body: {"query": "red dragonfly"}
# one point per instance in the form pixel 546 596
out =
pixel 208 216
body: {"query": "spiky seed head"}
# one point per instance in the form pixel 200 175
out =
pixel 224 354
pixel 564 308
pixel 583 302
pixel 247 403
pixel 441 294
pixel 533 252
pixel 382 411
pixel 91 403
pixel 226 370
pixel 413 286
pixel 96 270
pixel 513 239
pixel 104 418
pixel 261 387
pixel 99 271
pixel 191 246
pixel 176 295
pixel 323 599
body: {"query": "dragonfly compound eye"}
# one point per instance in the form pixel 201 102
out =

### Exercise requirements
Whenever a line in the records contains the word "point", copy that line.

### Written response
# one point per instance in the form pixel 546 596
# one point per instance in the form pixel 200 175
# one point per instance in the form pixel 201 102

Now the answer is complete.